*PROBLEM REQUIREMENTS*: What is needed is an exact copy of the data below, pictures excluded.

****

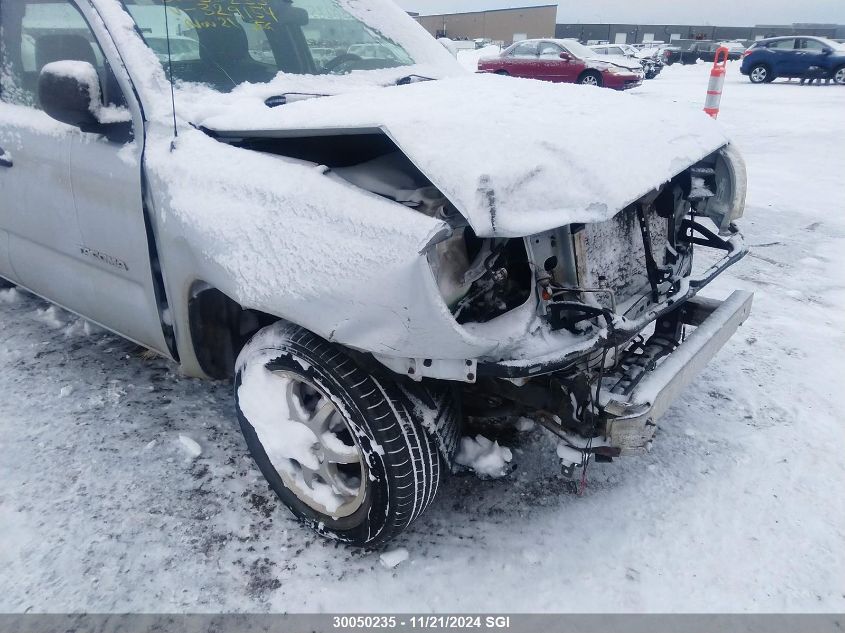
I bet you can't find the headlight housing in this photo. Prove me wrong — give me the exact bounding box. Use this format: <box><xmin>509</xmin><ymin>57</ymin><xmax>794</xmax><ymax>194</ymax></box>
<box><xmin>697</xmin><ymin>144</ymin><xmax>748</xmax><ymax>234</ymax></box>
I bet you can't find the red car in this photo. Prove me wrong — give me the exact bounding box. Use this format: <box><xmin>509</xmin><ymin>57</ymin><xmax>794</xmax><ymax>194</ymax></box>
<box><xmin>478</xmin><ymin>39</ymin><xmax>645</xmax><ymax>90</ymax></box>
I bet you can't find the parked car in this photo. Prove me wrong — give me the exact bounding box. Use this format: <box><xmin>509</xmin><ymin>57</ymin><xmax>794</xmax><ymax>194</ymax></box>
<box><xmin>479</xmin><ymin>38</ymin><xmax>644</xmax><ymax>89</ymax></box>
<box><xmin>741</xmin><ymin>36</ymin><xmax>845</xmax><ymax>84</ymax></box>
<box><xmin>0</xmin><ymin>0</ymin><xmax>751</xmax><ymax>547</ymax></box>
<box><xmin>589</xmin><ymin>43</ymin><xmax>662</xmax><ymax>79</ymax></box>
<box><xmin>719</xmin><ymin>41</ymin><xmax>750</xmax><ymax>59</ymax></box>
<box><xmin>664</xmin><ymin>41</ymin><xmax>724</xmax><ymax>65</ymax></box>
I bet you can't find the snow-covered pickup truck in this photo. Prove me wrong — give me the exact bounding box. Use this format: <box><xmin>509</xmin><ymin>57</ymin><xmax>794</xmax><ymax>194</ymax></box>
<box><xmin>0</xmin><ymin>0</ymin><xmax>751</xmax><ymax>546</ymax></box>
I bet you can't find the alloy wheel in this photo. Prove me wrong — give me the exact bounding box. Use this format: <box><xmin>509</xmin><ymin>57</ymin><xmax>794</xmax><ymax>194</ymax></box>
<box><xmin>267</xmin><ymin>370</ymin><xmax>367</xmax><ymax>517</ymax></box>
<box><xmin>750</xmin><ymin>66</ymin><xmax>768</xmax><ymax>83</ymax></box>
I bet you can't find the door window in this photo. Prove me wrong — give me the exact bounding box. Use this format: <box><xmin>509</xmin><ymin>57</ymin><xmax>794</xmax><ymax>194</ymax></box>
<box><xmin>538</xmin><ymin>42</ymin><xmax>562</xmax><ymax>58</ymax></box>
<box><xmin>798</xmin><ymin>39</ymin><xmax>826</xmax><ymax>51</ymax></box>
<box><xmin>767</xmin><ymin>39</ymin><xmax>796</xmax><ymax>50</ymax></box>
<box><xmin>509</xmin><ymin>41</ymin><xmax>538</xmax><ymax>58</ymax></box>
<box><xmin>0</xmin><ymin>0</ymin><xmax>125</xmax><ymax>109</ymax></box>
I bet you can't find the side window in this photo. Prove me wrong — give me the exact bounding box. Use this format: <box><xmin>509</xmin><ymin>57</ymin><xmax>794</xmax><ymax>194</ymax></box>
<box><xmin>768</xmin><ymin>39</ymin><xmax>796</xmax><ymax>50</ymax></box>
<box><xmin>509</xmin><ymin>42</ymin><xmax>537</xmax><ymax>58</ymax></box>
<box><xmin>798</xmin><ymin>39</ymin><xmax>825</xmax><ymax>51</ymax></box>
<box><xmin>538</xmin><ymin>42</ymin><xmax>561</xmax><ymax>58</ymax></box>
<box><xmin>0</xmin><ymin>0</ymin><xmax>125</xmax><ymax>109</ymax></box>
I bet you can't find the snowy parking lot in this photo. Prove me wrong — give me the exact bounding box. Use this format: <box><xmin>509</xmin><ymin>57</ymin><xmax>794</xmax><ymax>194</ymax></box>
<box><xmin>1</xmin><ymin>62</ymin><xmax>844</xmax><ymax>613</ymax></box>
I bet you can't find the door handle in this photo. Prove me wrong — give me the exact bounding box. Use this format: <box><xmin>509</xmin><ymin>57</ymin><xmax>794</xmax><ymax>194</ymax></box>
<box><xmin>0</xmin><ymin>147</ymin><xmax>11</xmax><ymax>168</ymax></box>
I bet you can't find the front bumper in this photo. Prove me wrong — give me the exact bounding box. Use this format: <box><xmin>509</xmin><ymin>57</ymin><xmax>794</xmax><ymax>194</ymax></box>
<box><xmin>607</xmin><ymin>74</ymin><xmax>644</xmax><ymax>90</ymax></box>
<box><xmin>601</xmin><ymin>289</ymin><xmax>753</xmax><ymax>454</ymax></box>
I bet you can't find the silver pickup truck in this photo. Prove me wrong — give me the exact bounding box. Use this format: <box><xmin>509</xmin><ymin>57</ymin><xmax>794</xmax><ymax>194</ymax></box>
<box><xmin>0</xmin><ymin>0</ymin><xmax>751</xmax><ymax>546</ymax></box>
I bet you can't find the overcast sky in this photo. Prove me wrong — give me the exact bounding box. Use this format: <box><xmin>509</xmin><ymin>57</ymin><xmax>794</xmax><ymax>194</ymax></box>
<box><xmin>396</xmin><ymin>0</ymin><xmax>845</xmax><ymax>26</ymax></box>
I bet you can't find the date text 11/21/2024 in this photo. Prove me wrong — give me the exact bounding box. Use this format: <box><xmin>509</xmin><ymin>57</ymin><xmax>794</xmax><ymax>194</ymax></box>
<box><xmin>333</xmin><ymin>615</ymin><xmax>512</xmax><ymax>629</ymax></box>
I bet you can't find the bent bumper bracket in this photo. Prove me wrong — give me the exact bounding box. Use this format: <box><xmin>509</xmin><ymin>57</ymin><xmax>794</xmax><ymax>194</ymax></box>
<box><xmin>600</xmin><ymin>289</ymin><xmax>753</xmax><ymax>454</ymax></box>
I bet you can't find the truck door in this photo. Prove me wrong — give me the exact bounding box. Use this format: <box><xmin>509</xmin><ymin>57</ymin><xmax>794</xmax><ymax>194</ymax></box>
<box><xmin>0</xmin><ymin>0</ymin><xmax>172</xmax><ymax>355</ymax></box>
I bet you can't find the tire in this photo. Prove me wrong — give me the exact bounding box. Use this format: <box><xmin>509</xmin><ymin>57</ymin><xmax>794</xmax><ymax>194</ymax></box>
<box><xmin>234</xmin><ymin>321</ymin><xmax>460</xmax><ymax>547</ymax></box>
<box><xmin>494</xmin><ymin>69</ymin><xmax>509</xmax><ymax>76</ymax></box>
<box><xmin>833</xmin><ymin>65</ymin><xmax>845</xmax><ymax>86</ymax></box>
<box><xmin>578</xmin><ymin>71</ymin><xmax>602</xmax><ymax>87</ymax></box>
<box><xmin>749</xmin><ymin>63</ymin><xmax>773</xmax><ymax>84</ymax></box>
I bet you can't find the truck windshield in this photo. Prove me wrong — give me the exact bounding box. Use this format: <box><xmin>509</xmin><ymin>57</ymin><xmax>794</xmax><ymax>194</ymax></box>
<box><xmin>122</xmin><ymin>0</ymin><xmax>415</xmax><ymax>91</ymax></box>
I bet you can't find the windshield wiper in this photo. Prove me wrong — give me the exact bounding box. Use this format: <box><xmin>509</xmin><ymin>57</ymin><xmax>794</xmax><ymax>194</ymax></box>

****

*OUTPUT*:
I bet you can't find the headlight housing in this photo. Prove me wrong — give me the exact bounding box. Use this format: <box><xmin>509</xmin><ymin>57</ymin><xmax>794</xmax><ymax>194</ymax></box>
<box><xmin>697</xmin><ymin>144</ymin><xmax>748</xmax><ymax>234</ymax></box>
I bet you can't find the red car in this photo. Prove me wrong — give me the exact bounding box. Use this format: <box><xmin>509</xmin><ymin>57</ymin><xmax>794</xmax><ymax>194</ymax></box>
<box><xmin>478</xmin><ymin>39</ymin><xmax>645</xmax><ymax>90</ymax></box>
I bet you can't find the parked car in this photo. Prove me wrong — give me the exact bounding box. Use this format: <box><xmin>509</xmin><ymin>57</ymin><xmax>794</xmax><ymax>194</ymax></box>
<box><xmin>479</xmin><ymin>38</ymin><xmax>644</xmax><ymax>89</ymax></box>
<box><xmin>741</xmin><ymin>36</ymin><xmax>845</xmax><ymax>84</ymax></box>
<box><xmin>0</xmin><ymin>0</ymin><xmax>751</xmax><ymax>547</ymax></box>
<box><xmin>589</xmin><ymin>43</ymin><xmax>662</xmax><ymax>79</ymax></box>
<box><xmin>719</xmin><ymin>41</ymin><xmax>750</xmax><ymax>59</ymax></box>
<box><xmin>664</xmin><ymin>41</ymin><xmax>724</xmax><ymax>65</ymax></box>
I bet you can't find the snow-covered pickup truck in this photo. Prove me wrong — give me the exact bounding box. Use this format: <box><xmin>509</xmin><ymin>57</ymin><xmax>794</xmax><ymax>194</ymax></box>
<box><xmin>0</xmin><ymin>0</ymin><xmax>751</xmax><ymax>546</ymax></box>
I bet you can't find the alloy wheel in this photo. Prove me wrong — give me the exact bounding box. Use this format: <box><xmin>509</xmin><ymin>57</ymin><xmax>794</xmax><ymax>194</ymax></box>
<box><xmin>267</xmin><ymin>370</ymin><xmax>367</xmax><ymax>517</ymax></box>
<box><xmin>750</xmin><ymin>66</ymin><xmax>768</xmax><ymax>83</ymax></box>
I bet you can't find the door window in this photo. Prove me wrong — give me the exact bounding box. Use this format: <box><xmin>509</xmin><ymin>57</ymin><xmax>794</xmax><ymax>194</ymax></box>
<box><xmin>538</xmin><ymin>42</ymin><xmax>562</xmax><ymax>58</ymax></box>
<box><xmin>798</xmin><ymin>39</ymin><xmax>826</xmax><ymax>51</ymax></box>
<box><xmin>767</xmin><ymin>39</ymin><xmax>796</xmax><ymax>50</ymax></box>
<box><xmin>509</xmin><ymin>41</ymin><xmax>538</xmax><ymax>58</ymax></box>
<box><xmin>0</xmin><ymin>0</ymin><xmax>125</xmax><ymax>109</ymax></box>
I bet you can't find the side window in this photo. Prove me wrong — give me the exact bounding box. Use this format: <box><xmin>509</xmin><ymin>57</ymin><xmax>794</xmax><ymax>194</ymax></box>
<box><xmin>768</xmin><ymin>39</ymin><xmax>796</xmax><ymax>50</ymax></box>
<box><xmin>509</xmin><ymin>42</ymin><xmax>537</xmax><ymax>58</ymax></box>
<box><xmin>798</xmin><ymin>39</ymin><xmax>825</xmax><ymax>51</ymax></box>
<box><xmin>538</xmin><ymin>42</ymin><xmax>561</xmax><ymax>58</ymax></box>
<box><xmin>0</xmin><ymin>0</ymin><xmax>125</xmax><ymax>109</ymax></box>
I bet you can't find the snowy parking lot in this photo. Prove me wrong — give me the exact bounding box. Use this format: <box><xmin>509</xmin><ymin>57</ymin><xmax>794</xmax><ymax>194</ymax></box>
<box><xmin>1</xmin><ymin>62</ymin><xmax>844</xmax><ymax>613</ymax></box>
I bet you can't find the door handle in this photo. Prove me wrong — give me the exact bounding box. Use this format: <box><xmin>509</xmin><ymin>57</ymin><xmax>794</xmax><ymax>194</ymax></box>
<box><xmin>0</xmin><ymin>147</ymin><xmax>11</xmax><ymax>168</ymax></box>
I bet you can't find the front bumper in this photo. Prove me wrong — give me the exact bounding box. Use this format: <box><xmin>509</xmin><ymin>57</ymin><xmax>794</xmax><ymax>194</ymax></box>
<box><xmin>607</xmin><ymin>74</ymin><xmax>644</xmax><ymax>90</ymax></box>
<box><xmin>601</xmin><ymin>289</ymin><xmax>753</xmax><ymax>454</ymax></box>
I bet you can't find the silver pickup truck in this photo. Prove me wrong — give me the exact bounding box. Use this format: <box><xmin>509</xmin><ymin>57</ymin><xmax>794</xmax><ymax>194</ymax></box>
<box><xmin>0</xmin><ymin>0</ymin><xmax>751</xmax><ymax>546</ymax></box>
I bet you can't find the overcast sky in this photo. Prove me wrong — give me the exact bounding box. Use this format: <box><xmin>509</xmin><ymin>57</ymin><xmax>794</xmax><ymax>194</ymax></box>
<box><xmin>396</xmin><ymin>0</ymin><xmax>845</xmax><ymax>26</ymax></box>
I bet you can't find the date text 11/21/2024 in this photo. Prove me wrong — give me the exact bounding box. Use this format: <box><xmin>509</xmin><ymin>57</ymin><xmax>794</xmax><ymax>194</ymax></box>
<box><xmin>333</xmin><ymin>615</ymin><xmax>512</xmax><ymax>629</ymax></box>
I bet you can't find the bent bumper bracket in this photo. Prove me wrong — give me the exact bounding box. Use this format: <box><xmin>509</xmin><ymin>57</ymin><xmax>794</xmax><ymax>194</ymax></box>
<box><xmin>600</xmin><ymin>289</ymin><xmax>753</xmax><ymax>454</ymax></box>
I bet you can't find the truck door in this photo. Prove me wrong — give me the exact bounding box. Use this format: <box><xmin>509</xmin><ymin>57</ymin><xmax>794</xmax><ymax>194</ymax></box>
<box><xmin>0</xmin><ymin>0</ymin><xmax>172</xmax><ymax>355</ymax></box>
I bet you can't find the tire in this photo. Prove me wrong — give me the exact bounding box. Use this format: <box><xmin>509</xmin><ymin>57</ymin><xmax>794</xmax><ymax>194</ymax></box>
<box><xmin>234</xmin><ymin>321</ymin><xmax>460</xmax><ymax>547</ymax></box>
<box><xmin>494</xmin><ymin>69</ymin><xmax>509</xmax><ymax>76</ymax></box>
<box><xmin>833</xmin><ymin>65</ymin><xmax>845</xmax><ymax>86</ymax></box>
<box><xmin>578</xmin><ymin>71</ymin><xmax>602</xmax><ymax>87</ymax></box>
<box><xmin>749</xmin><ymin>63</ymin><xmax>773</xmax><ymax>84</ymax></box>
I bet you can't find the truck windshield in this photo. Prove me wrong — give me the exact bounding box. Use this format: <box><xmin>509</xmin><ymin>57</ymin><xmax>794</xmax><ymax>194</ymax></box>
<box><xmin>122</xmin><ymin>0</ymin><xmax>415</xmax><ymax>91</ymax></box>
I bet you can't find the windshield wiper in this photo. Prove me wrong — give me the exact bounding box. Use this format: <box><xmin>509</xmin><ymin>57</ymin><xmax>794</xmax><ymax>194</ymax></box>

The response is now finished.